What is asked: Return the records exactly as they are.

Available records:
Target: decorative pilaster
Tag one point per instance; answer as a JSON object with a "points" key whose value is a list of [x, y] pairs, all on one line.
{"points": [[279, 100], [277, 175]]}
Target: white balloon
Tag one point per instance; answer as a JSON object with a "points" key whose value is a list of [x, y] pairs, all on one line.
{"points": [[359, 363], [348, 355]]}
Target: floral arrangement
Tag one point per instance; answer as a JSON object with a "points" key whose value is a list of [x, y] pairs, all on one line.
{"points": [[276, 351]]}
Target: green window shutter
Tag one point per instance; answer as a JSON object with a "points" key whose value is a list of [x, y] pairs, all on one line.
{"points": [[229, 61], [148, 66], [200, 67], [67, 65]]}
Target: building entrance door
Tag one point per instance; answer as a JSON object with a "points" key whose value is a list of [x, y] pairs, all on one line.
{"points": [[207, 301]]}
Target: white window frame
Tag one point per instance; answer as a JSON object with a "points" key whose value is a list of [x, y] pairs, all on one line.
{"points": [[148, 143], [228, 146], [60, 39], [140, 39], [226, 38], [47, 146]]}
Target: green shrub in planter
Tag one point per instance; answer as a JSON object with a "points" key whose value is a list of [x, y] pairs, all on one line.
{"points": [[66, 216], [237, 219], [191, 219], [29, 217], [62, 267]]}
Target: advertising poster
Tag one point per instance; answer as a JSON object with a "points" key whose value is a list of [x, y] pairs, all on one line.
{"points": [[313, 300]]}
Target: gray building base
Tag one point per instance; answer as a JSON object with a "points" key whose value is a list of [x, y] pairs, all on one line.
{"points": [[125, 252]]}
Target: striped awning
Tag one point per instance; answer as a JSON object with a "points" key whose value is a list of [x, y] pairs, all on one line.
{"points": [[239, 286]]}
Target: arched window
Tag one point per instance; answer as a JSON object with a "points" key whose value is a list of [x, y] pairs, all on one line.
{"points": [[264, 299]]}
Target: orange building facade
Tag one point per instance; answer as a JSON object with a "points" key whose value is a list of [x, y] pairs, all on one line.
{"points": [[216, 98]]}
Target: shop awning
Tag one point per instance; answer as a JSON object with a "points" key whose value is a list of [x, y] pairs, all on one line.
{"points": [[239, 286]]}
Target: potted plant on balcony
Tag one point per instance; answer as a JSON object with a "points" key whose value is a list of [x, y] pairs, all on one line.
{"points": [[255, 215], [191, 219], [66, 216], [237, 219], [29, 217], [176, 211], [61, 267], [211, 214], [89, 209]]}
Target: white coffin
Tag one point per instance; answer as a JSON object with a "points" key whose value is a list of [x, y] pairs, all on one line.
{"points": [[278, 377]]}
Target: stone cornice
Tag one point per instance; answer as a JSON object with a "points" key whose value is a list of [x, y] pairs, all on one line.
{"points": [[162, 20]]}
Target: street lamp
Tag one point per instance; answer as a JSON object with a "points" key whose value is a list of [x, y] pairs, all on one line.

Solved exercise:
Target: decorative pilaster
Tag one point per instance; answer as a JSON object with a "points" key whose value is a list of [x, y] pairs, all on one line.
{"points": [[279, 100], [277, 175]]}
Target: white balloon
Tag one point per instance; answer as a JSON object with a "points" key whose value is a list of [x, y] pairs, all on one line.
{"points": [[359, 363], [348, 355]]}
Target: floral arrangement
Tag one point per instance; answer as a JSON object with a "points" key whose value is a list of [x, y] pairs, all on one line.
{"points": [[276, 351]]}
Target: green window shutter
Tag one point per instance; answer as a JSON object with a "points" key whose value is a list of [x, y] pairs, all on one line.
{"points": [[229, 61], [148, 66], [200, 67], [67, 65]]}
Target: building entrance door
Tag one point per instance; answer as a JSON object with a "points" key whose value is a list of [x, y] pairs, all on one line.
{"points": [[207, 301]]}
Target: white window frame
Tag one point per instance; answer as a JSON object with a "points" key whose value is a list of [x, y] pairs, all on one line.
{"points": [[148, 143], [228, 146], [60, 39], [140, 39], [226, 38], [47, 146]]}
Target: green shrub in planter
Tag one point per instance; answer as a JSON object with a "points" key whose value is a list of [x, y] pairs, all on one line.
{"points": [[66, 216], [237, 219], [191, 219], [29, 217], [62, 267]]}
Target: advertising poster
Tag one point per instance; answer as a JSON object with a "points" key whose value is a list of [x, y] pairs, all on one line.
{"points": [[313, 300]]}
Target: gray building base
Tag one point per instance; answer as a JSON object with a "points" key whose value is a list of [x, y] pairs, all on one line.
{"points": [[125, 252]]}
Target: striped awning
Tag one point per instance; answer as a JSON object with a "points" key whose value is a list of [x, y] pairs, all on one line.
{"points": [[239, 286]]}
Target: arched window
Tag one point per instance; answer as a JSON object with a "points" key whose value is a list of [x, y] pairs, all on one line.
{"points": [[264, 299]]}
Target: orange building facade
Tag one point per instance; answer as a JSON object with a "points" key whose value is a list of [x, y] pairs, all on one line.
{"points": [[216, 98]]}
Target: shop awning
Tag one point per instance; answer as a JSON object with a "points" key whose value is a list of [x, y] pairs, all on one line.
{"points": [[239, 286]]}
Target: potted plant on balcony
Tag one point per instance; answer as a JSON object with a "points" key whose value is a list of [x, y] pairs, all on one line.
{"points": [[255, 215], [191, 219], [66, 216], [237, 219], [29, 217], [176, 211], [61, 267], [211, 214], [89, 209]]}
Target: white coffin
Tag one point per instance; answer as a JSON object with a "points" key whose value is a list of [x, y] pairs, all on one line.
{"points": [[278, 377]]}
Target: stone cornice
Tag one point per instance; answer as a JSON object with a "points" key whose value is a list of [x, y] pairs, all on one line.
{"points": [[162, 20]]}
Target: street lamp
Tag one point per instance; answer as a JSON object with a "points" key whose value is a list of [x, y] pairs, all on one line.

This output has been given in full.